[BRIEF]
From the data underneath, reproduce exactly the stretch that begins at the line with "Target: red lipstick" and ends after the line with "point(1052, 130)".

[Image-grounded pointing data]
· · · ·

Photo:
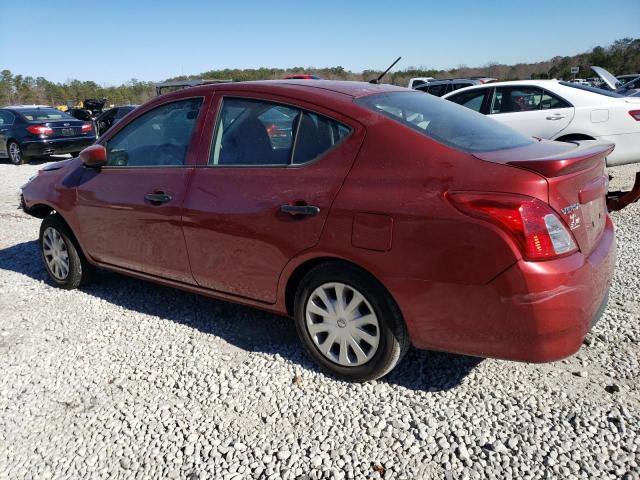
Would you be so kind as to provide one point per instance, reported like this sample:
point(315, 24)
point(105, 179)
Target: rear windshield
point(606, 93)
point(45, 114)
point(445, 121)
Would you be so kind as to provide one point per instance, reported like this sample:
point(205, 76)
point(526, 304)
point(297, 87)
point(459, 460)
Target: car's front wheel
point(65, 263)
point(16, 155)
point(348, 322)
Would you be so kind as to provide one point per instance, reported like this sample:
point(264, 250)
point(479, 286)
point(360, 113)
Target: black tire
point(80, 271)
point(394, 338)
point(16, 155)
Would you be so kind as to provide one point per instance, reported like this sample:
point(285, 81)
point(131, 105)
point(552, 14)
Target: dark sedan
point(28, 131)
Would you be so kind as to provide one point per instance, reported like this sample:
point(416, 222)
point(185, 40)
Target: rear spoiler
point(564, 163)
point(618, 200)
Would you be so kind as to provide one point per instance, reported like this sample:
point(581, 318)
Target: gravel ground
point(126, 379)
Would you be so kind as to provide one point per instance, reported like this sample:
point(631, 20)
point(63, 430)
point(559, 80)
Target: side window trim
point(203, 103)
point(280, 102)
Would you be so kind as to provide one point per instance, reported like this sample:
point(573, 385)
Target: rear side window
point(520, 99)
point(6, 118)
point(437, 90)
point(260, 133)
point(550, 101)
point(459, 85)
point(445, 122)
point(473, 99)
point(160, 137)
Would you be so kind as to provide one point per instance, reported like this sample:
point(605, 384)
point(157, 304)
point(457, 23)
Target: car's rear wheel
point(16, 155)
point(65, 263)
point(348, 322)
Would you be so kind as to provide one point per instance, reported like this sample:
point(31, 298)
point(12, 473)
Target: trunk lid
point(575, 174)
point(65, 128)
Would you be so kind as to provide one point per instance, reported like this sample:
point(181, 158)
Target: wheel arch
point(306, 266)
point(75, 238)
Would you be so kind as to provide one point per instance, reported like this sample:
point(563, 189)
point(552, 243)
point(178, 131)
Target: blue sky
point(111, 41)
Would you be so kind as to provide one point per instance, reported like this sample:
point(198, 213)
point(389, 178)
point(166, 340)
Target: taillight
point(40, 130)
point(538, 230)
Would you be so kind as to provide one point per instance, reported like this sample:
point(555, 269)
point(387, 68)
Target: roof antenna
point(377, 80)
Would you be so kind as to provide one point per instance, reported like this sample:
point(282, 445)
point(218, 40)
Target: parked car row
point(564, 111)
point(324, 201)
point(36, 130)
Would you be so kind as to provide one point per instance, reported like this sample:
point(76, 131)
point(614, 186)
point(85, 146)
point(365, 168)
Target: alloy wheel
point(342, 324)
point(55, 253)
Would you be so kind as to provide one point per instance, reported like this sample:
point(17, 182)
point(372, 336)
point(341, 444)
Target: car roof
point(308, 88)
point(25, 107)
point(572, 94)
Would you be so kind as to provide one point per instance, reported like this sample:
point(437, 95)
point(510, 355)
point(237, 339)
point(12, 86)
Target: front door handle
point(157, 198)
point(296, 210)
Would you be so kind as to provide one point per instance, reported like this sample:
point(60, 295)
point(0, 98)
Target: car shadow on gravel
point(246, 328)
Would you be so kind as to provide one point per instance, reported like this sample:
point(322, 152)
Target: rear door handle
point(157, 198)
point(296, 210)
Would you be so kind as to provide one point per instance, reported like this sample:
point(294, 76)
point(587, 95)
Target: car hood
point(611, 81)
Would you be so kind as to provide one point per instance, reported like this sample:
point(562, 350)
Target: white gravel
point(126, 379)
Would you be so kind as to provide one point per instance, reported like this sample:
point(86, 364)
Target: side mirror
point(94, 156)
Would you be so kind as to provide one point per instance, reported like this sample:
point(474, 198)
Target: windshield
point(45, 114)
point(445, 121)
point(599, 91)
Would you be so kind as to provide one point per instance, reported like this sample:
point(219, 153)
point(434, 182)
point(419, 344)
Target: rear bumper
point(626, 151)
point(534, 311)
point(55, 146)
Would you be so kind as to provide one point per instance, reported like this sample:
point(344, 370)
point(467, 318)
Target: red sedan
point(383, 218)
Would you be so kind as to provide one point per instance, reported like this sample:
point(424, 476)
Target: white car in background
point(558, 110)
point(416, 81)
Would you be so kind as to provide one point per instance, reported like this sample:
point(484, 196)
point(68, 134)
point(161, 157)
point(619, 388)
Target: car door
point(531, 110)
point(265, 192)
point(130, 210)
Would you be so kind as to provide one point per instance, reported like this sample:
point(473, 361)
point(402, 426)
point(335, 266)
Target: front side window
point(473, 99)
point(445, 122)
point(260, 133)
point(160, 137)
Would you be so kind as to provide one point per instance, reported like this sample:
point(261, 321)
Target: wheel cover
point(55, 253)
point(15, 153)
point(342, 324)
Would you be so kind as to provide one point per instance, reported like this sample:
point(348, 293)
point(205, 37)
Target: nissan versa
point(375, 216)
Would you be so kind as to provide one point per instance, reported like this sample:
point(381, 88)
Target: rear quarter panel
point(403, 175)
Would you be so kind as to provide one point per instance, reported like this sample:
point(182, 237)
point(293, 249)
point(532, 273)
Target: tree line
point(622, 56)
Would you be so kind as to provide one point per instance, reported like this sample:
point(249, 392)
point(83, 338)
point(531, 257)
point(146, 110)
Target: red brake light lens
point(539, 231)
point(40, 130)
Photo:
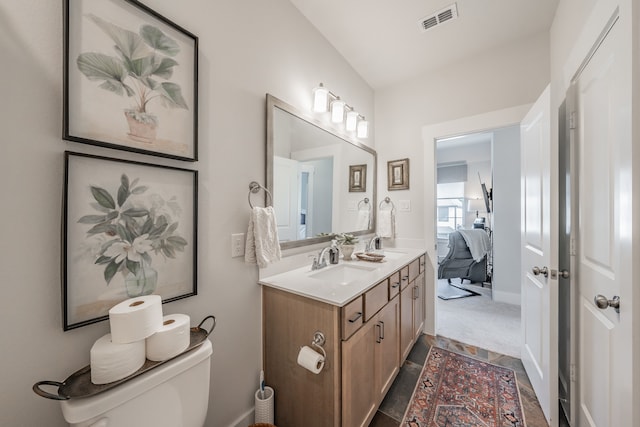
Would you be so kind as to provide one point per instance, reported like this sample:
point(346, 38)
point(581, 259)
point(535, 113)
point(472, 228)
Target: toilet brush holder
point(264, 406)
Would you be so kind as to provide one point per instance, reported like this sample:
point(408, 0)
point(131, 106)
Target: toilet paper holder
point(318, 339)
point(318, 342)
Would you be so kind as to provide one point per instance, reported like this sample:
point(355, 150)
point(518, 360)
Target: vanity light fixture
point(354, 121)
point(363, 128)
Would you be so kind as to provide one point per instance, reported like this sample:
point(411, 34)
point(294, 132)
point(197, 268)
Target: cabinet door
point(359, 401)
point(406, 322)
point(387, 347)
point(418, 305)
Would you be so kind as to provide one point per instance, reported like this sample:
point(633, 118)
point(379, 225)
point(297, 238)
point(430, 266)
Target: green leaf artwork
point(140, 69)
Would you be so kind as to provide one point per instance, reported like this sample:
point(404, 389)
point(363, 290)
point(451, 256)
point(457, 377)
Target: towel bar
point(388, 201)
point(254, 187)
point(364, 202)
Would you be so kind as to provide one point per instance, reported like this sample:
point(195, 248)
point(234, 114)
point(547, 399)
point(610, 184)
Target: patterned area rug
point(456, 391)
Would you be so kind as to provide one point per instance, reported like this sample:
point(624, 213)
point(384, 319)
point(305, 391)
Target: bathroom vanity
point(370, 314)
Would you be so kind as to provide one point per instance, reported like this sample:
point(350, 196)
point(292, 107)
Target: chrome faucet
point(373, 244)
point(320, 261)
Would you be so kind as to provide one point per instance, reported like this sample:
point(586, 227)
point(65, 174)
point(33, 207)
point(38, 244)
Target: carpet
point(448, 291)
point(456, 390)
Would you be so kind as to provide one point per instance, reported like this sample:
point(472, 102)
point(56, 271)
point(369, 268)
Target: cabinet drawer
point(414, 269)
point(394, 284)
point(404, 277)
point(376, 298)
point(352, 317)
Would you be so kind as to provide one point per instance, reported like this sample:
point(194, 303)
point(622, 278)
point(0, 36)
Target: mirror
point(322, 181)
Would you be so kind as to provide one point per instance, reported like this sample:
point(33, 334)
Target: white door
point(604, 250)
point(285, 197)
point(539, 293)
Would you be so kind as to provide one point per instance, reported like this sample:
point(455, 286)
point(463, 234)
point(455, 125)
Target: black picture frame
point(130, 79)
point(398, 174)
point(129, 229)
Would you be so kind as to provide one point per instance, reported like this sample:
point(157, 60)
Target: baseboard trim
point(506, 297)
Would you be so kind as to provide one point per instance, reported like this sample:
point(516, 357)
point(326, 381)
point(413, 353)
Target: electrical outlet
point(237, 245)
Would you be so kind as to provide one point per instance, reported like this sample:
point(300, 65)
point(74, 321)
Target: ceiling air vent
point(440, 17)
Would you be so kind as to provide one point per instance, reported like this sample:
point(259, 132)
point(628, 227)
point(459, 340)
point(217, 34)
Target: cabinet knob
point(356, 317)
point(380, 326)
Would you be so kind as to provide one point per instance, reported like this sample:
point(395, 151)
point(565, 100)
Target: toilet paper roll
point(172, 339)
point(112, 361)
point(135, 319)
point(310, 359)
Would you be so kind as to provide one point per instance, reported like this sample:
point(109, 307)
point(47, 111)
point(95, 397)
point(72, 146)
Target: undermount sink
point(342, 274)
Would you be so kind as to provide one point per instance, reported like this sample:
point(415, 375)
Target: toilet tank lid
point(82, 409)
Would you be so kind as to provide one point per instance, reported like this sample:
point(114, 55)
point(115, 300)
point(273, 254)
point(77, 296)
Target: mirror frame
point(273, 102)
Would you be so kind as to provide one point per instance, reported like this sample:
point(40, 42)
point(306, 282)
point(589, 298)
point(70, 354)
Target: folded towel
point(478, 242)
point(386, 223)
point(262, 245)
point(362, 221)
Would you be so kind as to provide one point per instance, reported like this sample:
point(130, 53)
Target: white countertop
point(305, 282)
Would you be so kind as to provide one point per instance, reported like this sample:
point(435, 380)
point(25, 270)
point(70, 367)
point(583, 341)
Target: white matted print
point(130, 79)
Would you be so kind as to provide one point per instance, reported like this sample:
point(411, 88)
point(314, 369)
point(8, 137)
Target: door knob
point(537, 271)
point(603, 302)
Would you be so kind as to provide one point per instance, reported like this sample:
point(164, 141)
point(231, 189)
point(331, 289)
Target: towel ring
point(388, 201)
point(365, 202)
point(254, 187)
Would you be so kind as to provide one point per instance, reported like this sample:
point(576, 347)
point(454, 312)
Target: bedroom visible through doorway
point(467, 217)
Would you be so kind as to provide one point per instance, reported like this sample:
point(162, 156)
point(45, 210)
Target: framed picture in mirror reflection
point(357, 178)
point(398, 174)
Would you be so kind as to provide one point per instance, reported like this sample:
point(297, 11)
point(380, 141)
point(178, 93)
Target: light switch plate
point(237, 245)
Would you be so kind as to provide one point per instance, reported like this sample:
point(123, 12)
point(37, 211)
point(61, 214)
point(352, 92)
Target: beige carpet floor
point(480, 321)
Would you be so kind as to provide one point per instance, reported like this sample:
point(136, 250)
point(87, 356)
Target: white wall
point(506, 215)
point(505, 77)
point(247, 48)
point(484, 92)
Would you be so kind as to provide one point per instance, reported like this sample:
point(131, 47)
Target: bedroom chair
point(459, 263)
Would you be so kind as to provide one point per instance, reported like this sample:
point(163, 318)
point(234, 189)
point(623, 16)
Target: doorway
point(465, 183)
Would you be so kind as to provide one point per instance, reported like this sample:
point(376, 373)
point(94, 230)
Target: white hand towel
point(262, 245)
point(386, 223)
point(362, 221)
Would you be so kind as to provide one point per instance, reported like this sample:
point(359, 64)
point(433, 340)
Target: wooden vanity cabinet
point(412, 306)
point(363, 345)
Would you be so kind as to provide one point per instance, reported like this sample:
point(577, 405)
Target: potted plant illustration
point(347, 244)
point(128, 229)
point(141, 69)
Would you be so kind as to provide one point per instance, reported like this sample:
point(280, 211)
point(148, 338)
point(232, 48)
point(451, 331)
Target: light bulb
point(337, 110)
point(352, 120)
point(320, 95)
point(363, 129)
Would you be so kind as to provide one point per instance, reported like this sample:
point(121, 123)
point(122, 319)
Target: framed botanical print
point(130, 79)
point(130, 229)
point(357, 178)
point(398, 174)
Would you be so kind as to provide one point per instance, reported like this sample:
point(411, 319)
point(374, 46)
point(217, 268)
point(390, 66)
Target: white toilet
point(175, 394)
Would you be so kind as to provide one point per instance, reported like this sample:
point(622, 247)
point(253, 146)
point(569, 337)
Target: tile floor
point(395, 403)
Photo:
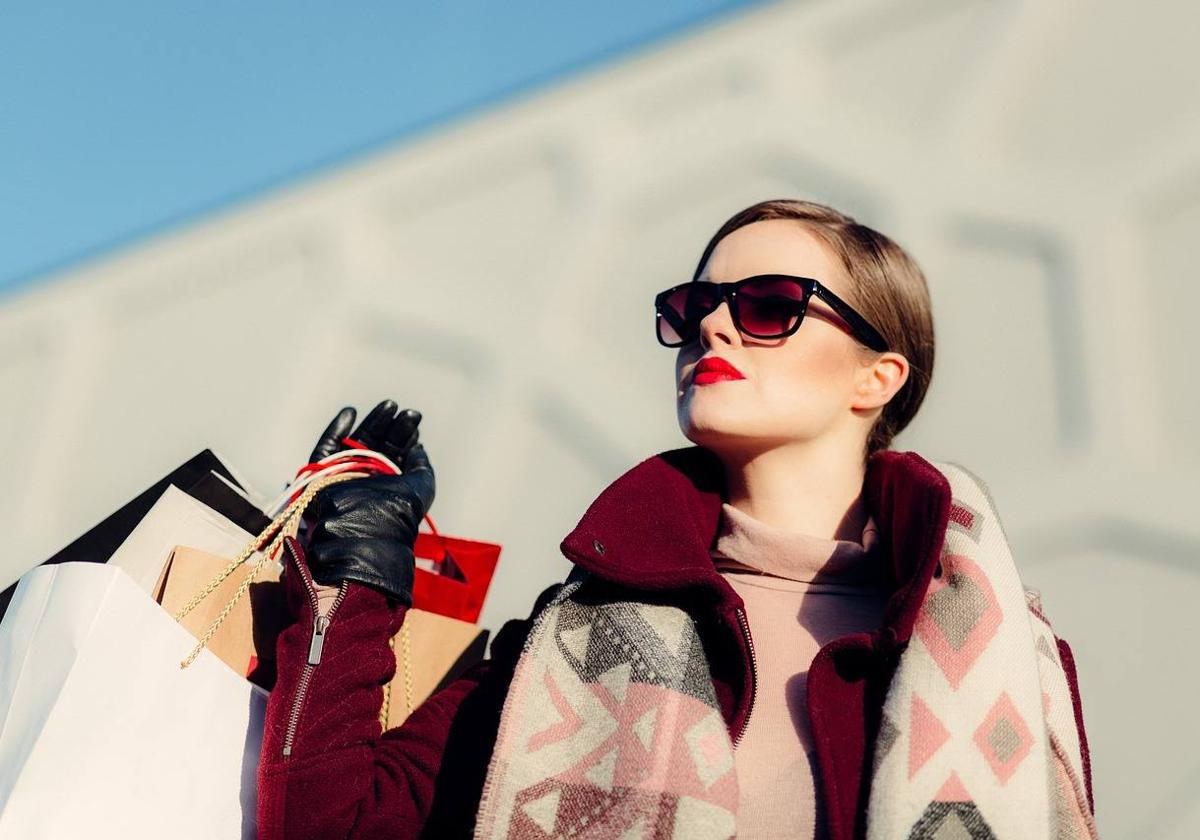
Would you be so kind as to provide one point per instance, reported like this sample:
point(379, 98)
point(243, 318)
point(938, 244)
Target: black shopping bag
point(202, 477)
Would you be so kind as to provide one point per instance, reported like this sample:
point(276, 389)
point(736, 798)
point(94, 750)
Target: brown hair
point(886, 286)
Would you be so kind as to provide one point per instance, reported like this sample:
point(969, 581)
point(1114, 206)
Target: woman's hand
point(365, 529)
point(383, 430)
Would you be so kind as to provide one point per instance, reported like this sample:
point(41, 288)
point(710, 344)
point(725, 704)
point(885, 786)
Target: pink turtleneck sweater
point(799, 592)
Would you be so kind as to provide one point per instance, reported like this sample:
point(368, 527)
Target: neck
point(799, 486)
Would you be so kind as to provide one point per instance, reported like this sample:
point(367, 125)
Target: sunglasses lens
point(683, 310)
point(769, 307)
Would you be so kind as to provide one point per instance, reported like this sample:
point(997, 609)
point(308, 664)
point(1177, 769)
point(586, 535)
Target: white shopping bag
point(102, 735)
point(175, 519)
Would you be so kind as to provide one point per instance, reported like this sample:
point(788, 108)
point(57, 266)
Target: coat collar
point(653, 527)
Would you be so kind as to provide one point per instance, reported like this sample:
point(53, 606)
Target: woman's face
point(798, 388)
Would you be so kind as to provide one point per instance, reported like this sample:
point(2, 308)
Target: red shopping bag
point(461, 574)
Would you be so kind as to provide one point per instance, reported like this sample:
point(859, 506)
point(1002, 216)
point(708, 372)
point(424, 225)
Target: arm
point(327, 771)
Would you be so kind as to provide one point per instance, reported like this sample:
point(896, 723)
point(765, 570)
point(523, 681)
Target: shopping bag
point(175, 519)
point(245, 639)
point(453, 574)
point(204, 477)
point(459, 571)
point(431, 652)
point(102, 733)
point(431, 649)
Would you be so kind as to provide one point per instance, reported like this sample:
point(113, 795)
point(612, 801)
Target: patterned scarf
point(611, 727)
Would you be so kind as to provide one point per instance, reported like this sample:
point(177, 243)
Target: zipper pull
point(318, 640)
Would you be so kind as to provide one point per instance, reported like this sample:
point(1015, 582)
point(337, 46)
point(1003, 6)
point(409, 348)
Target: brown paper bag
point(245, 641)
point(435, 652)
point(438, 649)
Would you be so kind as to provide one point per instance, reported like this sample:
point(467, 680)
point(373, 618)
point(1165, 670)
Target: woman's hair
point(886, 286)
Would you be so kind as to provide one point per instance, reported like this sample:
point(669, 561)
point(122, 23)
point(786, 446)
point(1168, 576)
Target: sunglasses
point(763, 306)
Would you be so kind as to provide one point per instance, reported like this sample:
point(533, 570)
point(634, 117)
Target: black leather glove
point(365, 529)
point(383, 430)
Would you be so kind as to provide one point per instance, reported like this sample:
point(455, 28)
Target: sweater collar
point(654, 527)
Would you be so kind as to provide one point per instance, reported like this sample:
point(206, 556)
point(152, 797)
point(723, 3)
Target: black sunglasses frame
point(863, 330)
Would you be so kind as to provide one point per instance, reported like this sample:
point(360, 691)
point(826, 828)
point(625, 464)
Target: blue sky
point(121, 119)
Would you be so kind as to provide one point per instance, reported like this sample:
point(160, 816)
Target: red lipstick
point(714, 369)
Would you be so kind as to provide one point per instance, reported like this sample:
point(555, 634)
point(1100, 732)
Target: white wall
point(1039, 160)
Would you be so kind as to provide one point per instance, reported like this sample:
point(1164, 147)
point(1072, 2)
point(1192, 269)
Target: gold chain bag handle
point(406, 641)
point(287, 523)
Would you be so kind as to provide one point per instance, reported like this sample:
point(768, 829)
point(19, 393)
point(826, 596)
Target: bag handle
point(270, 540)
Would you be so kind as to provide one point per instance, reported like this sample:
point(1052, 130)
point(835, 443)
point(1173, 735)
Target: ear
point(876, 382)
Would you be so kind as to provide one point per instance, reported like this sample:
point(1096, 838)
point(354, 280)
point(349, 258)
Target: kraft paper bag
point(438, 649)
point(245, 640)
point(102, 733)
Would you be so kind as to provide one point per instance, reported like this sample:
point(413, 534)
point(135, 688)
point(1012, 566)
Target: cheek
point(816, 371)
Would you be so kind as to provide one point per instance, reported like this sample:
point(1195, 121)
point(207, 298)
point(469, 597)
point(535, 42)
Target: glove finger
point(373, 429)
point(419, 475)
point(330, 441)
point(402, 433)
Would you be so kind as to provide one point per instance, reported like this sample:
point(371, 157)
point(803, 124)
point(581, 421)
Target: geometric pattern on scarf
point(611, 729)
point(978, 737)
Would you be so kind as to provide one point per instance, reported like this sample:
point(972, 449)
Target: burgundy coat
point(327, 771)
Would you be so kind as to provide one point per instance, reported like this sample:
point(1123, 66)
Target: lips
point(714, 369)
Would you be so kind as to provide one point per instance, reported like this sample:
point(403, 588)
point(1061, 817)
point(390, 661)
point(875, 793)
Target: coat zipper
point(754, 673)
point(316, 646)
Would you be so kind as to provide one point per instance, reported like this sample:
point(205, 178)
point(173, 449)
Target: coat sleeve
point(1068, 666)
point(327, 771)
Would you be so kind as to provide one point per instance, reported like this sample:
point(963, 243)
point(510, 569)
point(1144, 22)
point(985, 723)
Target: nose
point(718, 327)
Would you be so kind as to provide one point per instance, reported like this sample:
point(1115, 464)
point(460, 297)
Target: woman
point(733, 649)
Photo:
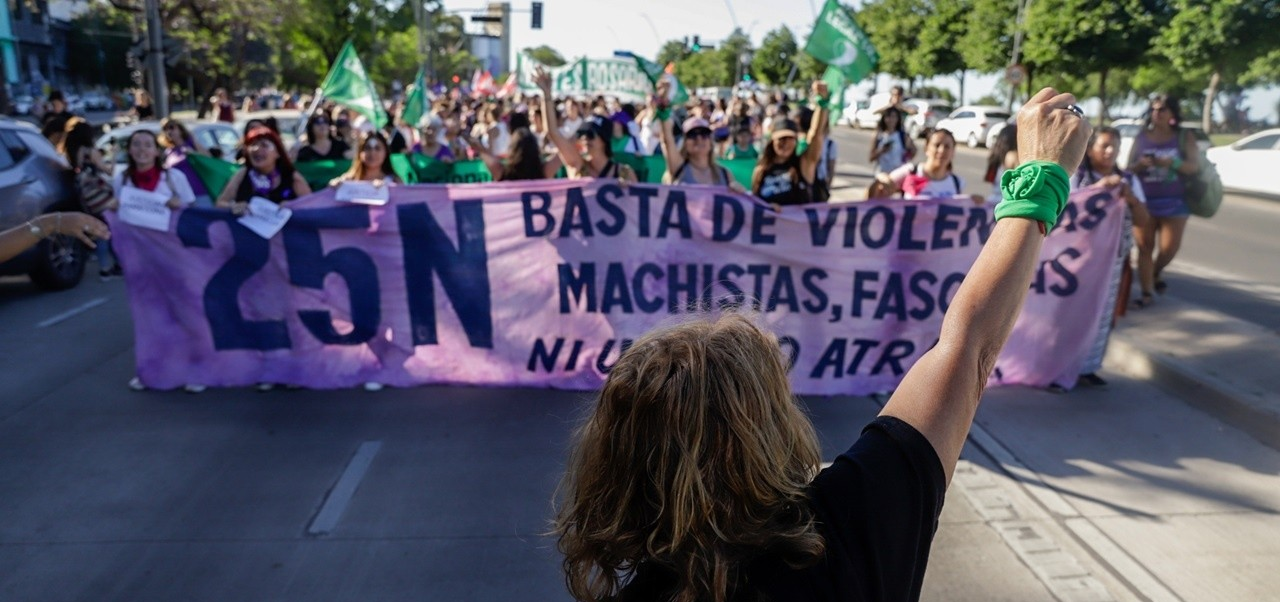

· · · ·

[RESPONSE AREA]
Target: red lipstick
point(714, 369)
Would you be so kind as to provide one point per instance, reported like this sample:
point(555, 634)
point(1100, 732)
Target: white wall
point(1039, 160)
Would you be so kind as to provide one point per instance, reported like this sample:
point(1164, 147)
point(1072, 2)
point(1192, 269)
Target: gold chain bag handle
point(406, 641)
point(287, 523)
Would you be so kind as to provide one point per instance, reported like this sample:
point(768, 829)
point(19, 393)
point(826, 596)
Target: bag handle
point(270, 540)
Would you be so kind as to provide one point per instance, reported like this sample:
point(1052, 130)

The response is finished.